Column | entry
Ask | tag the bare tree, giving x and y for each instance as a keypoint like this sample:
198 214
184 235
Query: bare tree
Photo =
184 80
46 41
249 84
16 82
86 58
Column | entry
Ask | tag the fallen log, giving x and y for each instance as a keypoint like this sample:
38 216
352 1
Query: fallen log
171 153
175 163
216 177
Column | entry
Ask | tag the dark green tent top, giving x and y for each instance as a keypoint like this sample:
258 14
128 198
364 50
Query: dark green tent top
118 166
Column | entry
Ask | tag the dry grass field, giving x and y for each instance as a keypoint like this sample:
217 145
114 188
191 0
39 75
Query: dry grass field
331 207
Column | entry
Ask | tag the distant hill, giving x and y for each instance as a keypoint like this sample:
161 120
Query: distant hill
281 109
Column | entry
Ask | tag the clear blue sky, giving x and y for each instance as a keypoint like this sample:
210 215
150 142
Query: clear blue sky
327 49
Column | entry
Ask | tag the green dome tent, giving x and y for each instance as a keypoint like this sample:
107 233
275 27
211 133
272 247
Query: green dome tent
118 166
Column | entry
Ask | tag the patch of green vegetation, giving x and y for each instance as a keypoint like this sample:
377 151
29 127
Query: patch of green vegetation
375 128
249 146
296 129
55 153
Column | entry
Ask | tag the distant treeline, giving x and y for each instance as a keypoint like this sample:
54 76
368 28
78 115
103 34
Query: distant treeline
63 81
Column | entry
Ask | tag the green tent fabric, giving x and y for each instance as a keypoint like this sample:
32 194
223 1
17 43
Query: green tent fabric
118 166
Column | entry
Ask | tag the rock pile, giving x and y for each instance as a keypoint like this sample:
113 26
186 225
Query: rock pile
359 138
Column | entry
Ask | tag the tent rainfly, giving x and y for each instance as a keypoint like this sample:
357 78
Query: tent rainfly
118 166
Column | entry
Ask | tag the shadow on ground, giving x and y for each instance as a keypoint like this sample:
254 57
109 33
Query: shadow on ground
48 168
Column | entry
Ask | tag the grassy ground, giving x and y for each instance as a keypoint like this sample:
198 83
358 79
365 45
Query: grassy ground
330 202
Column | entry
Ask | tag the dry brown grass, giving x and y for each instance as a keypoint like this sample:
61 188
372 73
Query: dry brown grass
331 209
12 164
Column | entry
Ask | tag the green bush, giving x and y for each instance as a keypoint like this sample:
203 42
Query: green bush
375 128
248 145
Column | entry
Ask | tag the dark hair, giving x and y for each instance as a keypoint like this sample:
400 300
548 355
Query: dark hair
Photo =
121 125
□ □ □
TASK STATEMENT => Would you please transcribe each line of the material exactly?

ANSWER BOX =>
Column | entry
Ask | tag the bare tree, giving x and y for each instance as a keypoint like this sample:
198 214
184 235
Query: bare tree
Photo =
184 80
46 41
249 84
16 82
86 58
Column | entry
Ask | tag the fallen log, giving x and y for each instance as a keypoint like this sample:
38 216
352 1
Query: fallen log
171 153
175 163
216 177
Column | entry
Ask | tag the dark green tent top, giving x and y for each instance as a keypoint like this sample:
258 14
128 198
364 50
Query: dark green tent top
118 166
Column | entry
Ask | tag the dry grass field, giving x and y for each instance as a keypoint like this sample:
217 145
114 188
191 0
39 75
Query: dry grass field
331 207
Column | entry
Ask | tag the distant hill, giving x and y for each instance as a keypoint like this sample:
161 120
Query: distant hill
281 109
Column | entry
Ask | tag the clear blue sky, giving x and y for each instance as a keypoint like this sample:
210 215
150 142
Query: clear blue sky
327 49
Column | entry
Ask | tag the green dome tent, giving x and y for each instance as a keypoint like this sample:
107 233
275 27
211 133
272 247
Query: green dome tent
118 166
Column | entry
Ask | tag the patch of green vegetation, giving x and y for each instance as a keypoint like this sample:
377 151
29 127
Query: patch of green vegetation
375 128
249 146
296 129
55 153
Column | entry
Ask | tag the distant treeline, giving x and y for each instance as a keypoint like this sample:
54 76
368 28
78 115
103 34
Query: distant treeline
63 81
Column | entry
Ask | tag the green tent fabric, giving x and y for each instance as a keypoint like this sample:
32 194
223 1
17 43
Query: green tent fabric
118 166
Column | entry
Ask | tag the rock pile, giving x and y for each instance as a keypoint like this sample:
113 26
186 225
Query: rock pile
359 138
Column | entry
Ask | tag the tent rainfly, giving x and y for each instance as a keypoint like this sample:
357 78
Query: tent rainfly
118 166
Column | entry
Ask | tag the shadow on ground, giving x and y for each instance as a keypoint like this sample:
254 57
109 33
Query: shadow on ground
48 168
Column | entry
Ask | tag the grassy ground, giving x and y for each instance as a keypoint like this sample:
198 83
358 79
365 45
Query: grassy ground
330 202
Column | entry
Ask | tag the dry brown grass, giving x and y for each instance as a keypoint like this sample:
61 188
372 73
Query: dry brown grass
331 209
12 164
Column | entry
Ask | tag the green bush, giving x and y for each instance as a keypoint like this sample:
203 42
Query: green bush
375 128
248 145
Column | entry
Ask | tag the dark hair, giving x and y for each instance as a keypoint like this sample:
400 300
548 355
Query: dark hair
Photo =
121 125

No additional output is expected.